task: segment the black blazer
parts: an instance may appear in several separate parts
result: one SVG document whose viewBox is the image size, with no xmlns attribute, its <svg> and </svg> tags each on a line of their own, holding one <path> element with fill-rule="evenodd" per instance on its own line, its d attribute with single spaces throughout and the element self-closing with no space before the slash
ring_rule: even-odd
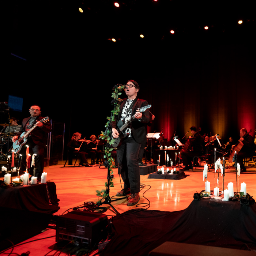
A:
<svg viewBox="0 0 256 256">
<path fill-rule="evenodd" d="M 26 125 L 30 117 L 27 118 L 25 118 L 22 120 L 22 123 L 20 127 L 20 130 L 15 136 L 19 136 L 24 132 Z M 32 126 L 33 127 L 37 122 L 42 119 L 44 117 L 39 116 L 39 117 L 35 120 Z M 41 127 L 37 126 L 35 129 L 30 133 L 31 138 L 33 142 L 36 145 L 39 146 L 45 146 L 45 145 L 47 141 L 47 133 L 49 133 L 52 131 L 52 125 L 49 120 L 47 121 L 45 123 L 43 123 L 43 126 Z"/>
<path fill-rule="evenodd" d="M 121 118 L 123 109 L 127 101 L 127 98 L 125 99 L 120 105 L 120 112 L 118 114 L 117 118 L 114 122 L 112 123 L 112 127 L 113 128 L 116 129 L 116 124 Z M 137 109 L 140 108 L 147 104 L 148 103 L 146 101 L 141 99 L 138 99 L 132 106 L 132 116 L 133 116 L 135 113 Z M 148 122 L 149 122 L 148 109 L 142 113 L 142 117 L 140 121 L 139 121 L 138 119 L 136 118 L 132 122 L 131 128 L 132 135 L 137 143 L 141 144 L 142 143 L 145 143 L 147 141 L 147 124 Z"/>
</svg>

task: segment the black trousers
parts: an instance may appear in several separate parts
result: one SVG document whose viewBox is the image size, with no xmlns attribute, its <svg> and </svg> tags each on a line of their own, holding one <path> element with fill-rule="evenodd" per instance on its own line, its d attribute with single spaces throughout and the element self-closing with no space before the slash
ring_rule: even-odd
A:
<svg viewBox="0 0 256 256">
<path fill-rule="evenodd" d="M 20 163 L 20 170 L 23 172 L 26 171 L 27 166 L 27 162 L 26 161 L 27 147 L 26 147 L 26 145 L 29 146 L 29 154 L 31 155 L 31 160 L 32 160 L 33 154 L 36 154 L 37 155 L 35 156 L 35 161 L 37 167 L 35 170 L 35 177 L 41 178 L 41 175 L 42 175 L 42 174 L 44 171 L 44 147 L 37 145 L 32 140 L 28 139 L 27 143 L 23 145 L 20 151 L 19 152 L 20 154 L 22 155 L 22 161 Z M 30 166 L 31 166 L 31 162 L 30 163 Z M 33 175 L 33 172 L 34 168 L 30 167 L 29 174 Z"/>
<path fill-rule="evenodd" d="M 116 151 L 119 165 L 118 172 L 124 182 L 124 188 L 131 188 L 132 193 L 138 193 L 140 190 L 138 156 L 141 146 L 141 144 L 130 137 L 124 140 Z"/>
<path fill-rule="evenodd" d="M 141 144 L 140 151 L 139 152 L 139 156 L 138 156 L 138 160 L 139 163 L 142 162 L 142 158 L 143 157 L 143 154 L 144 154 L 145 151 L 145 147 L 146 146 L 146 143 L 144 143 Z"/>
<path fill-rule="evenodd" d="M 182 160 L 183 161 L 183 165 L 186 167 L 189 165 L 192 166 L 191 161 L 193 160 L 194 157 L 200 157 L 202 155 L 203 152 L 199 152 L 197 151 L 186 151 L 181 153 Z"/>
</svg>

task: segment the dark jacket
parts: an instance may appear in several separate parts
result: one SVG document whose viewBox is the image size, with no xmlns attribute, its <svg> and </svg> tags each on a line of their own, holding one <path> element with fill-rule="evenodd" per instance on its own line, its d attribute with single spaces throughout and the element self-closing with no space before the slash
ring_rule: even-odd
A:
<svg viewBox="0 0 256 256">
<path fill-rule="evenodd" d="M 120 112 L 118 114 L 117 118 L 112 123 L 112 127 L 113 128 L 117 129 L 117 124 L 120 119 L 123 109 L 127 99 L 127 98 L 125 99 L 120 106 Z M 138 99 L 132 106 L 132 116 L 133 116 L 135 113 L 136 109 L 144 107 L 148 104 L 146 101 L 141 99 Z M 147 124 L 148 122 L 149 122 L 149 110 L 148 109 L 145 112 L 143 112 L 142 117 L 140 121 L 135 118 L 132 122 L 131 127 L 132 136 L 137 143 L 141 144 L 142 143 L 145 143 L 147 141 Z"/>
<path fill-rule="evenodd" d="M 20 135 L 26 131 L 25 130 L 26 125 L 30 117 L 25 118 L 22 120 L 22 123 L 19 132 L 16 134 L 16 136 L 19 137 Z M 39 116 L 34 122 L 31 127 L 33 127 L 36 123 L 42 120 L 44 117 Z M 48 120 L 45 123 L 43 123 L 43 126 L 39 127 L 37 126 L 33 131 L 30 132 L 31 138 L 33 142 L 36 145 L 39 146 L 45 146 L 47 142 L 47 133 L 52 131 L 52 125 L 50 122 Z"/>
</svg>

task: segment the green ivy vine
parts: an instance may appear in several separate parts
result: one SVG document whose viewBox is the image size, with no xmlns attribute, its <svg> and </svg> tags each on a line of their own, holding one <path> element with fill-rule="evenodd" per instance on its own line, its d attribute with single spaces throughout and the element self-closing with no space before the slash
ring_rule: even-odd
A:
<svg viewBox="0 0 256 256">
<path fill-rule="evenodd" d="M 121 99 L 118 98 L 118 96 L 122 94 L 122 93 L 120 92 L 122 90 L 124 89 L 124 86 L 121 85 L 118 86 L 117 85 L 115 85 L 112 90 L 114 90 L 114 92 L 112 93 L 112 96 L 111 98 L 114 98 L 114 99 L 111 101 L 111 103 L 114 105 L 114 109 L 113 110 L 111 111 L 112 113 L 112 120 L 110 120 L 110 117 L 107 117 L 108 122 L 105 125 L 105 127 L 107 127 L 110 122 L 114 121 L 115 118 L 118 114 L 118 113 L 120 112 L 120 104 L 121 102 L 123 101 Z M 101 132 L 101 136 L 99 137 L 102 140 L 105 140 L 106 143 L 104 146 L 104 159 L 105 161 L 104 162 L 104 165 L 107 168 L 109 168 L 110 176 L 108 177 L 108 179 L 109 179 L 110 187 L 114 187 L 114 182 L 113 182 L 113 179 L 114 178 L 113 172 L 112 168 L 116 168 L 113 164 L 114 159 L 111 157 L 111 151 L 113 150 L 113 148 L 111 148 L 111 145 L 114 144 L 114 139 L 112 139 L 111 135 L 112 131 L 109 130 L 106 130 L 106 132 L 104 133 L 103 132 Z M 107 182 L 105 182 L 105 188 L 103 188 L 101 191 L 96 190 L 96 192 L 97 193 L 96 196 L 99 197 L 101 197 L 97 203 L 97 204 L 98 206 L 101 205 L 102 203 L 102 200 L 109 199 L 109 194 L 107 193 L 106 189 L 107 187 Z"/>
</svg>

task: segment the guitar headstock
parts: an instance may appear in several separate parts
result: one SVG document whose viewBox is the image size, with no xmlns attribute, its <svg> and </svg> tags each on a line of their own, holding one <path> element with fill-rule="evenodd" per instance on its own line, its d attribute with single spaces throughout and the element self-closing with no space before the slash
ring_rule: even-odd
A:
<svg viewBox="0 0 256 256">
<path fill-rule="evenodd" d="M 140 112 L 144 112 L 144 111 L 145 111 L 146 110 L 147 110 L 147 109 L 150 109 L 150 108 L 151 108 L 151 107 L 152 106 L 152 105 L 150 105 L 150 104 L 148 104 L 147 105 L 146 105 L 144 107 L 142 107 L 142 108 L 140 108 Z"/>
</svg>

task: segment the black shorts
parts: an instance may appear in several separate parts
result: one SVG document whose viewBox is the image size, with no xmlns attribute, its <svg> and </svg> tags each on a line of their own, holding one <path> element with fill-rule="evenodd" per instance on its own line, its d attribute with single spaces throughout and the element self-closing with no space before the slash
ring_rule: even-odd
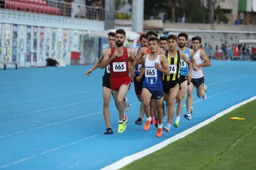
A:
<svg viewBox="0 0 256 170">
<path fill-rule="evenodd" d="M 149 92 L 151 94 L 151 99 L 158 99 L 163 97 L 163 91 L 152 91 L 147 87 L 143 87 L 144 88 L 148 89 Z"/>
<path fill-rule="evenodd" d="M 204 83 L 204 77 L 202 76 L 199 79 L 191 79 L 191 83 L 198 88 L 202 84 Z"/>
<path fill-rule="evenodd" d="M 189 82 L 189 79 L 188 78 L 185 78 L 186 76 L 180 76 L 180 84 L 182 83 L 183 82 L 185 82 L 186 80 L 188 80 L 188 85 L 189 85 L 190 83 Z"/>
<path fill-rule="evenodd" d="M 106 87 L 107 88 L 111 89 L 110 79 L 110 76 L 104 75 L 102 76 L 102 86 Z"/>
<path fill-rule="evenodd" d="M 180 90 L 181 89 L 180 87 L 180 78 L 174 81 L 164 81 L 162 82 L 163 83 L 163 90 L 165 94 L 168 94 L 170 92 L 170 90 L 172 88 L 176 85 L 180 86 Z"/>
<path fill-rule="evenodd" d="M 137 96 L 141 95 L 141 92 L 142 92 L 142 84 L 143 84 L 143 81 L 145 79 L 145 75 L 143 74 L 141 77 L 141 79 L 140 82 L 137 81 L 136 80 L 136 77 L 139 76 L 139 75 L 136 75 L 135 77 L 134 78 L 134 89 L 135 89 L 135 93 Z"/>
</svg>

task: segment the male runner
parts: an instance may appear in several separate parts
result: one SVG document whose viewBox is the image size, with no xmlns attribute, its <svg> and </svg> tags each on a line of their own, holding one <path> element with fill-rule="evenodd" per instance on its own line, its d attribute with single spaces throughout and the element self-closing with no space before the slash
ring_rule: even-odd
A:
<svg viewBox="0 0 256 170">
<path fill-rule="evenodd" d="M 191 79 L 192 65 L 183 53 L 176 50 L 177 37 L 173 34 L 169 35 L 167 37 L 169 49 L 166 51 L 166 56 L 167 59 L 170 75 L 163 76 L 163 90 L 164 93 L 164 99 L 168 106 L 168 121 L 163 130 L 169 132 L 171 129 L 171 124 L 174 116 L 174 99 L 176 98 L 179 90 L 180 90 L 180 66 L 183 60 L 188 64 L 189 67 L 189 79 Z"/>
<path fill-rule="evenodd" d="M 146 36 L 147 36 L 147 39 L 148 40 L 148 39 L 151 37 L 157 37 L 158 36 L 158 35 L 157 34 L 156 32 L 153 31 L 149 31 L 147 32 Z M 159 54 L 161 54 L 164 55 L 165 54 L 165 51 L 163 51 L 162 49 L 160 48 L 158 48 L 157 52 L 158 52 Z M 143 48 L 140 48 L 140 51 L 138 53 L 137 56 L 136 56 L 136 57 L 135 58 L 136 60 L 136 64 L 139 64 L 139 63 L 142 62 L 143 56 L 143 55 L 146 55 L 146 54 L 150 54 L 150 53 L 151 53 L 150 51 L 149 50 L 148 47 L 143 47 Z M 155 108 L 154 103 L 154 100 L 151 100 L 151 101 L 150 101 L 150 103 L 149 105 L 150 106 L 150 113 L 151 113 L 151 124 L 154 124 L 155 126 L 156 127 L 156 128 L 157 128 L 157 124 L 158 124 L 158 119 L 157 118 L 157 110 Z M 154 116 L 155 116 L 154 118 L 154 116 L 153 115 L 153 114 L 152 114 L 152 113 L 154 113 Z M 137 120 L 139 120 L 139 119 Z M 141 121 L 142 121 L 141 124 L 142 124 L 142 120 L 141 120 Z"/>
<path fill-rule="evenodd" d="M 142 34 L 140 36 L 140 44 L 141 47 L 145 47 L 148 46 L 148 40 L 147 40 L 147 35 L 145 34 Z M 141 47 L 135 48 L 133 50 L 134 53 L 134 55 L 136 56 L 137 54 L 140 51 Z M 134 68 L 134 73 L 135 74 L 135 77 L 134 79 L 134 89 L 135 90 L 135 93 L 138 98 L 138 99 L 140 102 L 141 102 L 141 92 L 142 92 L 142 83 L 144 79 L 145 79 L 145 74 L 143 74 L 141 77 L 141 80 L 140 81 L 137 81 L 137 77 L 140 75 L 140 68 L 141 67 L 141 63 L 137 63 L 137 61 L 136 61 L 137 65 Z M 142 102 L 140 104 L 140 117 L 136 120 L 134 123 L 136 125 L 142 125 L 142 119 L 144 117 L 144 115 L 145 114 L 143 109 L 143 105 Z"/>
<path fill-rule="evenodd" d="M 146 131 L 149 128 L 151 119 L 149 103 L 151 100 L 153 99 L 159 117 L 157 137 L 159 138 L 163 133 L 162 105 L 163 94 L 161 80 L 163 74 L 168 76 L 170 75 L 170 71 L 165 56 L 157 52 L 159 39 L 151 37 L 148 39 L 148 42 L 151 54 L 143 55 L 140 73 L 140 76 L 137 77 L 137 80 L 140 81 L 145 71 L 145 79 L 143 82 L 141 94 L 143 108 L 147 116 L 143 129 Z"/>
<path fill-rule="evenodd" d="M 116 33 L 114 32 L 110 32 L 108 34 L 108 44 L 110 48 L 113 48 L 116 46 L 116 42 L 115 37 L 116 37 Z M 91 74 L 94 70 L 97 68 L 100 67 L 100 63 L 103 59 L 104 55 L 107 51 L 107 49 L 102 50 L 101 53 L 99 60 L 93 67 L 87 71 L 85 75 L 87 76 L 90 76 L 90 74 Z M 109 135 L 113 134 L 113 132 L 110 125 L 110 120 L 109 119 L 109 102 L 110 101 L 110 96 L 111 95 L 112 91 L 110 82 L 110 68 L 109 65 L 108 65 L 105 68 L 105 73 L 104 75 L 102 76 L 102 93 L 103 94 L 103 116 L 105 120 L 105 123 L 107 126 L 106 130 L 104 132 L 105 135 Z M 125 106 L 125 110 L 126 112 L 129 111 L 130 106 L 128 102 L 128 100 L 126 97 L 125 98 L 123 101 L 124 105 Z"/>
<path fill-rule="evenodd" d="M 185 54 L 186 57 L 189 60 L 193 66 L 195 66 L 195 59 L 194 59 L 194 51 L 193 50 L 186 47 L 186 44 L 187 42 L 188 36 L 185 33 L 181 33 L 178 35 L 178 45 L 176 49 Z M 178 103 L 177 107 L 177 116 L 173 126 L 178 128 L 180 123 L 180 116 L 183 109 L 183 98 L 184 96 L 188 89 L 188 85 L 190 83 L 191 80 L 192 72 L 189 72 L 189 66 L 184 61 L 181 60 L 180 62 L 180 87 L 181 89 L 179 91 L 176 101 Z"/>
<path fill-rule="evenodd" d="M 195 69 L 192 71 L 191 83 L 188 86 L 188 95 L 186 99 L 187 113 L 184 115 L 184 117 L 188 120 L 191 120 L 190 109 L 193 103 L 193 92 L 195 86 L 196 88 L 196 93 L 198 98 L 202 97 L 203 99 L 206 99 L 205 91 L 203 91 L 204 77 L 203 74 L 203 67 L 209 67 L 210 62 L 207 59 L 205 53 L 199 49 L 201 45 L 201 38 L 198 36 L 192 38 L 192 48 L 194 51 L 194 58 L 195 62 Z M 204 89 L 204 90 L 205 90 Z"/>
<path fill-rule="evenodd" d="M 168 44 L 167 43 L 167 37 L 165 36 L 162 36 L 159 38 L 159 40 L 160 41 L 160 48 L 163 49 L 163 50 L 165 51 L 167 48 L 167 46 L 168 45 Z M 166 103 L 166 110 L 167 110 L 167 105 Z M 167 120 L 167 114 L 166 114 L 166 112 L 165 109 L 164 103 L 163 102 L 163 105 L 162 106 L 162 109 L 163 109 L 163 122 L 165 122 Z"/>
<path fill-rule="evenodd" d="M 116 47 L 107 50 L 100 66 L 103 69 L 109 64 L 110 65 L 110 84 L 119 113 L 118 133 L 123 133 L 126 129 L 128 117 L 124 114 L 123 100 L 131 86 L 129 72 L 135 76 L 135 59 L 132 51 L 123 46 L 125 40 L 125 31 L 123 29 L 116 30 Z M 131 62 L 130 65 L 129 60 Z"/>
</svg>

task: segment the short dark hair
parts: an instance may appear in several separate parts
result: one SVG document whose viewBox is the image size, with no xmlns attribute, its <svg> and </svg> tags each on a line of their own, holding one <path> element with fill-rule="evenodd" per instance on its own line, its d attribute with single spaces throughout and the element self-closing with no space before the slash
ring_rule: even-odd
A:
<svg viewBox="0 0 256 170">
<path fill-rule="evenodd" d="M 142 38 L 147 39 L 147 34 L 145 33 L 142 34 L 140 36 L 140 40 L 141 41 L 142 40 Z"/>
<path fill-rule="evenodd" d="M 157 45 L 159 44 L 159 39 L 158 38 L 157 38 L 157 37 L 151 37 L 149 38 L 148 38 L 148 42 L 149 42 L 149 41 L 157 41 Z"/>
<path fill-rule="evenodd" d="M 123 34 L 125 37 L 126 32 L 123 29 L 118 29 L 116 31 L 116 34 Z"/>
<path fill-rule="evenodd" d="M 160 38 L 159 39 L 160 41 L 161 41 L 161 40 L 164 41 L 165 40 L 166 40 L 166 41 L 167 41 L 167 37 L 166 37 L 166 36 L 161 37 L 160 37 Z"/>
<path fill-rule="evenodd" d="M 167 41 L 169 41 L 169 40 L 174 40 L 177 42 L 177 36 L 174 34 L 170 34 L 168 35 L 168 37 L 167 37 Z"/>
<path fill-rule="evenodd" d="M 192 38 L 192 40 L 191 40 L 191 42 L 193 42 L 193 41 L 196 40 L 198 40 L 198 41 L 199 41 L 199 43 L 201 43 L 202 42 L 202 39 L 201 39 L 201 37 L 199 36 L 195 36 Z"/>
<path fill-rule="evenodd" d="M 157 34 L 157 33 L 155 31 L 148 31 L 148 32 L 147 32 L 146 33 L 146 35 L 147 38 L 148 38 L 149 35 L 154 35 L 157 38 L 157 37 L 158 37 L 158 34 Z"/>
<path fill-rule="evenodd" d="M 108 38 L 109 38 L 109 36 L 116 37 L 116 33 L 113 32 L 110 32 L 108 33 Z"/>
<path fill-rule="evenodd" d="M 184 37 L 186 41 L 188 40 L 188 35 L 185 32 L 182 32 L 178 35 L 178 39 L 180 37 Z"/>
</svg>

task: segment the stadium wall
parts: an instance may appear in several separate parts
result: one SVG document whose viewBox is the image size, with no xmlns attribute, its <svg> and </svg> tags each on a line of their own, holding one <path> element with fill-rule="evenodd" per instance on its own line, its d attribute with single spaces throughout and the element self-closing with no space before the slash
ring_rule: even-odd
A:
<svg viewBox="0 0 256 170">
<path fill-rule="evenodd" d="M 20 67 L 46 65 L 52 58 L 72 64 L 71 55 L 80 60 L 75 64 L 95 62 L 99 38 L 88 31 L 104 30 L 104 21 L 48 16 L 20 11 L 3 11 L 0 16 L 0 62 L 17 62 Z M 8 65 L 13 67 L 14 65 Z M 0 68 L 3 67 L 0 64 Z"/>
</svg>

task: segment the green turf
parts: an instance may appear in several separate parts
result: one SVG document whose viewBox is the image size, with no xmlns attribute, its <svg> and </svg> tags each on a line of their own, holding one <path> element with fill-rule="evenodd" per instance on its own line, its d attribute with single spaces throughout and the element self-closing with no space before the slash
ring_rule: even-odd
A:
<svg viewBox="0 0 256 170">
<path fill-rule="evenodd" d="M 256 169 L 256 110 L 255 100 L 121 170 Z"/>
</svg>

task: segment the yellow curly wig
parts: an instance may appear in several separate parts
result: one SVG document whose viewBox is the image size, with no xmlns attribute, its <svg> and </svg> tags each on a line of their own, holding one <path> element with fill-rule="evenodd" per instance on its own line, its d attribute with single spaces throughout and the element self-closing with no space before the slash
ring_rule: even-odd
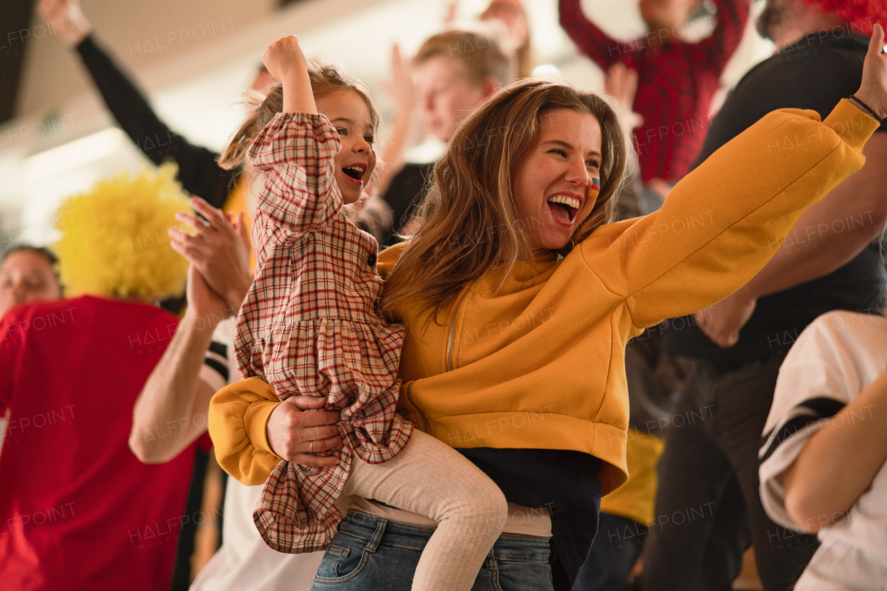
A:
<svg viewBox="0 0 887 591">
<path fill-rule="evenodd" d="M 169 246 L 167 229 L 191 206 L 176 172 L 165 164 L 135 178 L 123 173 L 61 204 L 53 250 L 67 295 L 154 300 L 182 293 L 188 263 Z"/>
</svg>

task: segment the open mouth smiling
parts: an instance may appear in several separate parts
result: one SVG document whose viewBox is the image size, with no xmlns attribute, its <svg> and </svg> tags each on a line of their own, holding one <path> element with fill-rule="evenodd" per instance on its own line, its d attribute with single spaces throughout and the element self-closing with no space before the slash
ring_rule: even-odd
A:
<svg viewBox="0 0 887 591">
<path fill-rule="evenodd" d="M 572 224 L 581 206 L 582 199 L 574 193 L 558 193 L 548 198 L 552 217 L 563 224 Z"/>
<path fill-rule="evenodd" d="M 354 164 L 349 164 L 347 167 L 342 167 L 341 171 L 345 174 L 345 176 L 349 177 L 354 183 L 357 184 L 363 184 L 364 175 L 366 174 L 367 166 L 363 162 L 356 162 Z"/>
</svg>

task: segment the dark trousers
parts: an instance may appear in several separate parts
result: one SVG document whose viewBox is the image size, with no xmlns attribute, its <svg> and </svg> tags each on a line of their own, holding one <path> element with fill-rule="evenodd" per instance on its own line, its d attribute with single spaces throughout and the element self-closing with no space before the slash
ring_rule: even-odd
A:
<svg viewBox="0 0 887 591">
<path fill-rule="evenodd" d="M 601 513 L 598 534 L 573 591 L 625 591 L 646 537 L 647 527 L 633 519 Z"/>
<path fill-rule="evenodd" d="M 750 544 L 766 591 L 791 589 L 810 561 L 816 538 L 771 521 L 758 494 L 757 449 L 782 359 L 680 360 L 687 380 L 657 468 L 647 591 L 728 591 Z"/>
</svg>

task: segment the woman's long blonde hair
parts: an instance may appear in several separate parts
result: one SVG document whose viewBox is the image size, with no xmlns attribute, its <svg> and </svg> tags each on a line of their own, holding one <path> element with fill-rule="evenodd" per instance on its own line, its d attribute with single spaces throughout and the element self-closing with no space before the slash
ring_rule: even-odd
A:
<svg viewBox="0 0 887 591">
<path fill-rule="evenodd" d="M 438 313 L 462 289 L 493 267 L 503 281 L 533 248 L 514 205 L 515 168 L 534 145 L 543 118 L 553 109 L 593 115 L 600 125 L 600 193 L 574 245 L 611 221 L 616 194 L 627 168 L 628 134 L 603 97 L 565 84 L 522 81 L 512 84 L 467 118 L 435 167 L 434 179 L 418 214 L 419 230 L 409 239 L 385 282 L 384 309 L 395 312 L 408 299 L 420 300 L 420 315 Z"/>
</svg>

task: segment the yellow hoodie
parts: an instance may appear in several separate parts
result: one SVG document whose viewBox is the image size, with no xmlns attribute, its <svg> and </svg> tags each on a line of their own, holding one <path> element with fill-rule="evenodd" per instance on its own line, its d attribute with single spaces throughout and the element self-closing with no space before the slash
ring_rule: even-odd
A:
<svg viewBox="0 0 887 591">
<path fill-rule="evenodd" d="M 742 287 L 804 211 L 862 167 L 876 128 L 845 100 L 823 122 L 813 111 L 773 112 L 661 210 L 602 226 L 560 261 L 523 261 L 498 292 L 498 269 L 488 270 L 440 323 L 417 323 L 418 306 L 397 310 L 407 327 L 398 411 L 454 447 L 585 452 L 604 461 L 603 494 L 617 488 L 628 476 L 628 339 Z M 380 272 L 402 248 L 381 253 Z M 209 432 L 219 463 L 257 484 L 279 459 L 265 439 L 277 401 L 246 390 L 213 398 Z"/>
</svg>

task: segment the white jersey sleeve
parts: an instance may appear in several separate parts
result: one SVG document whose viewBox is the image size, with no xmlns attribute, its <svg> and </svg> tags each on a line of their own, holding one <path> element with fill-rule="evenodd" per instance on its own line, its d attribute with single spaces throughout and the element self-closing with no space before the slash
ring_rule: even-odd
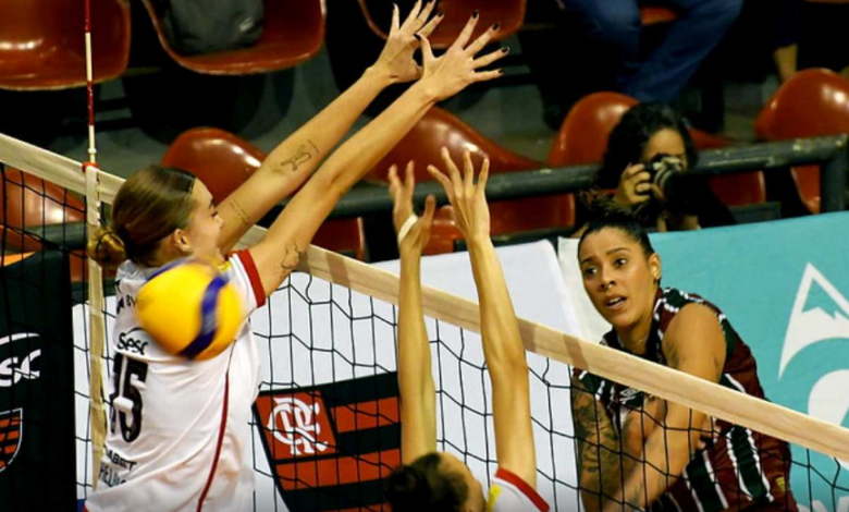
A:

▬▬▬▬▬▬

Rewrite the records from the line with "task: segment the black trousers" up to and including the line with "141 144 L 140", keeping every line, requests too. Multiply each number in the answers (the viewBox values and the path coordinates) by 1.8 and round to whole numbers, halves up.

task: segment the black trousers
parts: an instance may appear in several separate parts
result: one SVG document whose viewBox is the image size, with no xmlns attribute, its <svg> and </svg> tags each on a line of their own, holding one <path> element with fill-rule="evenodd" per instance on its own line, its d attribute with single spaces throughout and the element self-closing with no space before the slash
ring_rule: even-odd
A:
<svg viewBox="0 0 461 461">
<path fill-rule="evenodd" d="M 36 293 L 36 306 L 41 310 L 47 308 L 49 299 L 49 292 L 47 290 L 49 265 L 47 265 L 47 261 L 52 263 L 52 277 L 56 279 L 56 288 L 58 288 L 59 277 L 65 277 L 67 279 L 63 281 L 63 290 L 67 301 L 63 306 L 63 319 L 74 320 L 74 315 L 76 315 L 76 313 L 79 308 L 79 265 L 67 261 L 58 252 L 50 250 L 49 257 L 41 261 L 36 272 L 34 274 L 36 277 L 40 279 L 40 290 Z M 54 299 L 56 299 L 56 292 L 54 293 Z M 59 315 L 59 310 L 61 302 L 54 301 L 52 313 Z"/>
<path fill-rule="evenodd" d="M 209 272 L 214 297 L 212 310 L 223 328 L 223 338 L 236 338 L 238 347 L 248 347 L 252 342 L 248 281 L 254 263 L 254 259 L 234 247 L 223 252 Z"/>
<path fill-rule="evenodd" d="M 254 259 L 252 272 L 250 274 L 250 281 L 248 281 L 248 288 L 250 293 L 256 292 L 256 284 L 257 283 L 257 277 L 259 277 L 261 272 L 261 265 L 263 263 L 263 257 L 259 257 Z"/>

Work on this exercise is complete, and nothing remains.